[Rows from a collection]
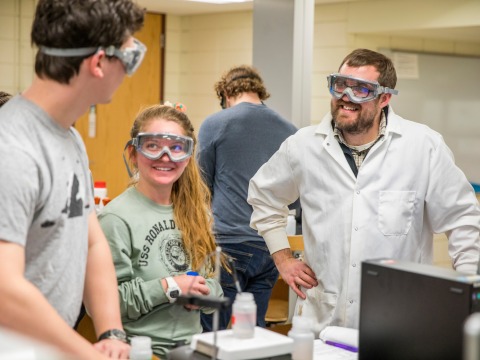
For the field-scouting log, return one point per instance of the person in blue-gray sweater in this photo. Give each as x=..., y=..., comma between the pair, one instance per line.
x=233, y=144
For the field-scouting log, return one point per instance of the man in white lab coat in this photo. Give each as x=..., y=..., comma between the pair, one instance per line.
x=371, y=185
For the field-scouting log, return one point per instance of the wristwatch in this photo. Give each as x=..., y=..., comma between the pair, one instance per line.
x=173, y=291
x=114, y=334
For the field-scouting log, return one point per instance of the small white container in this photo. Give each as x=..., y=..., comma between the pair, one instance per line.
x=244, y=316
x=291, y=223
x=141, y=348
x=99, y=193
x=303, y=337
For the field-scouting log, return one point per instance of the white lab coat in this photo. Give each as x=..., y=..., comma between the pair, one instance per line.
x=407, y=188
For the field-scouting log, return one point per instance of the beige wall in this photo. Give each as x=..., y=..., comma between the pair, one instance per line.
x=200, y=47
x=16, y=55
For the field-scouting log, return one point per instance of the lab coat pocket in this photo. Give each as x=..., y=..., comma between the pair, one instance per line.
x=320, y=307
x=395, y=212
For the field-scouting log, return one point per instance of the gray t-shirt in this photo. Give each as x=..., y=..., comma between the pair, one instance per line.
x=46, y=197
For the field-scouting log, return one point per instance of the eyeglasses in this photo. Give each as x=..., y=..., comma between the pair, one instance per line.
x=131, y=57
x=154, y=145
x=357, y=90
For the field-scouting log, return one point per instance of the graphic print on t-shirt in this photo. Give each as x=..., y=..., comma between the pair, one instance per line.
x=173, y=254
x=74, y=204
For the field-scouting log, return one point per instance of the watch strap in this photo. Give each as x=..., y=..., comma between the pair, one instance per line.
x=173, y=290
x=114, y=334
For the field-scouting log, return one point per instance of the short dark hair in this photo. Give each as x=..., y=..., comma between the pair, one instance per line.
x=80, y=23
x=383, y=64
x=239, y=80
x=4, y=97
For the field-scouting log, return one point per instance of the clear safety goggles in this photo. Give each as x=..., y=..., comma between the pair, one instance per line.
x=357, y=90
x=130, y=57
x=154, y=145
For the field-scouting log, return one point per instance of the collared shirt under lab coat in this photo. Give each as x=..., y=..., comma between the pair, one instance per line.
x=407, y=188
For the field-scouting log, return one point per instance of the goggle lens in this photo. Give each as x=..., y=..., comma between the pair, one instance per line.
x=154, y=145
x=357, y=90
x=131, y=57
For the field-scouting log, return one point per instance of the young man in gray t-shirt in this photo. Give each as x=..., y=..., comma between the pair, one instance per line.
x=53, y=253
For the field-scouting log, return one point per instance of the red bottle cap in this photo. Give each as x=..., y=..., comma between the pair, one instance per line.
x=100, y=184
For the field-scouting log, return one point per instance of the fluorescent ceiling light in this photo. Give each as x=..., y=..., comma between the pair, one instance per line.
x=220, y=1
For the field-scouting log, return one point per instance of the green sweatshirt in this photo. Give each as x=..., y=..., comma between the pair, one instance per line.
x=146, y=247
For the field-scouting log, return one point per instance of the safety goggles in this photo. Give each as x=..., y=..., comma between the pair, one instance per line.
x=154, y=145
x=357, y=90
x=130, y=57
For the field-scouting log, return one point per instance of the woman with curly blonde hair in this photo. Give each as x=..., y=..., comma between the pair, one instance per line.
x=160, y=230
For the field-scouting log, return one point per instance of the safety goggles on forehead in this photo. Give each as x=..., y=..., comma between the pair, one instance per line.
x=357, y=90
x=154, y=145
x=130, y=57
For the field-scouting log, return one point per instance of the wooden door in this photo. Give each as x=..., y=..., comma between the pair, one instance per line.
x=114, y=120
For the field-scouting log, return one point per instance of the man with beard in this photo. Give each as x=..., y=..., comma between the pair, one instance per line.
x=371, y=185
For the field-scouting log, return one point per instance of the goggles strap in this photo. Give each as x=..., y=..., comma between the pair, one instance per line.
x=125, y=160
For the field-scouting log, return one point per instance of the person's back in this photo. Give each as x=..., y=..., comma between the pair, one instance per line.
x=241, y=139
x=233, y=144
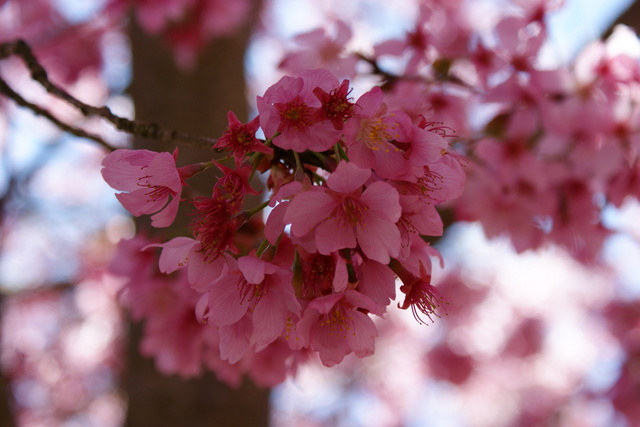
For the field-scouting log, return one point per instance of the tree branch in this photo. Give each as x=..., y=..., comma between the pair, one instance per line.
x=145, y=130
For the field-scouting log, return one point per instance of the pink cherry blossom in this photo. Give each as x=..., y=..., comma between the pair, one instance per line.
x=334, y=326
x=150, y=181
x=241, y=138
x=371, y=133
x=342, y=215
x=256, y=287
x=318, y=49
x=289, y=108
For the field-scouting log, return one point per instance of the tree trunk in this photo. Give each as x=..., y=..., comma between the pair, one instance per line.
x=195, y=102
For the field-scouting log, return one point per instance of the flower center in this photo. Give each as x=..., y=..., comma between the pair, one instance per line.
x=294, y=114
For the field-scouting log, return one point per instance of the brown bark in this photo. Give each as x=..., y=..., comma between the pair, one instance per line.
x=195, y=102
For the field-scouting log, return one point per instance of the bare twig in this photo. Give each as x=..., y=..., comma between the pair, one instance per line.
x=18, y=99
x=141, y=129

▸ **To do**
Turn every line of the rows above into a JSON list of strings, one string per line, skipping blank lines. Leave the pictures out.

▸ **Result of the task**
[
  "For the field-scouting log, return one point per instance of the person in blue-gray sweater in this photo. Give each as x=..., y=..., comma between the pair, one instance per line.",
  "x=233, y=144",
  "For the field-scouting log, return one point per instance of the man in white lab coat in this photo. Give each as x=..., y=..., comma between the pair, one instance per line.",
  "x=371, y=185",
  "For the field-scouting log, return one point per instance of the wristwatch in this photo. Give each as x=..., y=..., comma between the pair, one instance per line.",
  "x=173, y=291",
  "x=114, y=334",
  "For the field-scouting log, return one point per instance of the small white container in this photo. Give each as x=..., y=..., comma between the pair, one instance per line.",
  "x=244, y=316",
  "x=291, y=223",
  "x=141, y=348",
  "x=99, y=193",
  "x=303, y=337",
  "For the field-scouting log, return one point per instance of the white lab coat in this photo. Give each as x=..., y=..., comma between the pair, one instance per line.",
  "x=407, y=188",
  "For the field-scouting log, return one point per instance of the beige wall in this photo. Give each as x=..., y=..., comma between the pair, one instance per line.",
  "x=200, y=47",
  "x=16, y=55",
  "For the field-scouting log, return one point per instance of the lab coat pocket in this photo. Give each as x=..., y=..., comma between the pair, one instance per line.",
  "x=320, y=307",
  "x=395, y=212",
  "For the field-scouting log, return one point per instance of the gray t-shirt in this photo. Give each as x=..., y=..., comma between the pair, one instance per line.",
  "x=46, y=197",
  "For the field-scouting log, return one point per instance of the eyeglasses in this photo. Give each as x=..., y=..., comma between the pair, one instance per line.",
  "x=131, y=57",
  "x=154, y=145",
  "x=357, y=90",
  "For the field-scouting log, return one point per instance of the graphic print on t-shirt in this photo. Give each as x=..., y=..., comma between the pair, one instance per line.",
  "x=173, y=254",
  "x=74, y=204",
  "For the field-scouting log, return one point per instance of the watch strap in this photo. Give each as x=..., y=..., comma between the pair, one instance per line.",
  "x=173, y=290",
  "x=114, y=334",
  "For the field-scouting log, return one point per instance of the short dark hair in this photo. Give each as x=..., y=..., comma between the pair, one instance per line.",
  "x=80, y=23",
  "x=383, y=64",
  "x=239, y=80",
  "x=4, y=97",
  "For the field-scouting log, return one point per instance of the clear safety goggles in this photo. Give each as x=..., y=..., comma between the pair, one instance per line.",
  "x=357, y=90",
  "x=130, y=57",
  "x=154, y=145",
  "For the field-scouting log, return one point per instance of the collared shirt under lab coat in this photo. Give each as x=..., y=..., comma between the pair, one instance per line.",
  "x=407, y=188",
  "For the field-scouting log, return one point per instance of the goggle lens in this photo. Give each as x=..., y=..., comma between the pair, one instance per line.",
  "x=154, y=145",
  "x=357, y=90",
  "x=131, y=57",
  "For the field-scouting log, return one point per instance of the young man in gray t-shirt in this photo. Give each as x=..., y=..., comma between the pair, one instance per line.",
  "x=53, y=253",
  "For the field-scouting log, return one point per instance of the red bottle cap in this photo. Give each as x=..., y=..., comma between the pair, one instance per line.",
  "x=100, y=184",
  "For the field-scouting log, return one point per instance of the fluorescent ceiling light in this photo. Give each as x=..., y=..., comma between the pair, one instance per line.",
  "x=220, y=1",
  "For the field-scouting log, return one point per instance of the green sweatshirt in this photo. Give each as x=..., y=..., comma between the pair, one instance per line.",
  "x=146, y=247",
  "For the field-scouting log, return one point per instance of the safety goggles in this photo. Give each as x=..., y=..., comma between the pair, one instance per line.",
  "x=154, y=145",
  "x=357, y=90",
  "x=130, y=57",
  "For the field-scouting log, return one point per instance of the woman with curly blonde hair in this photo. Give each as x=..., y=..., comma between the pair, one instance per line.",
  "x=160, y=230",
  "For the field-scouting log, return one point per instance of the safety goggles on forehead in this photo. Give each as x=..., y=..., comma between the pair, one instance per line.",
  "x=357, y=90",
  "x=154, y=145",
  "x=130, y=57",
  "For the field-scouting log, return one point per instance of the wooden door in this photo. Give each as x=..., y=..., comma between the pair, one instance per line.",
  "x=114, y=120",
  "For the field-scouting log, return one point per instance of the man with beard in this photo. Give each as x=..., y=..., comma between the pair, one instance per line.",
  "x=371, y=185",
  "For the field-scouting log, return one point per instance of the goggles strap in this photo. Give each as x=..., y=..., comma between the pair, one instance per line.",
  "x=125, y=160",
  "For the field-scouting log, return one point per instance of the person's back in this photo. Give each as x=..., y=..., comma between the pair, one instance per line.",
  "x=241, y=139",
  "x=233, y=144",
  "For the field-scouting log, return one point per instance of the tree branch in this photo. Give each as x=..., y=..., comma between the pair, one instance per line.",
  "x=145, y=130",
  "For the field-scouting log, return one point per instance of the pink cherry blossom in this photo. Give each as x=..., y=..., comma between the pair, one instance per line.",
  "x=334, y=326",
  "x=150, y=181",
  "x=241, y=138",
  "x=371, y=133",
  "x=342, y=215",
  "x=256, y=287",
  "x=318, y=49",
  "x=289, y=108",
  "For the field-scouting log, return one point per instance of the tree trunk in this photo. Give each as x=..., y=..., comma between the pair, one instance per line.",
  "x=195, y=102",
  "For the field-scouting log, return one point per instance of the flower center in this photo. Give each as x=..., y=..., comma between the pair, one instance per line.",
  "x=294, y=114",
  "For the field-scouting log, return one point per instance of the brown bark in this photo. Give each as x=..., y=..., comma between the pair, one instance per line.",
  "x=195, y=102",
  "For the field-scouting log, return one point per instance of the bare twig in this photo. Give each as x=..., y=..., comma between the pair, one instance per line.",
  "x=18, y=99",
  "x=141, y=129"
]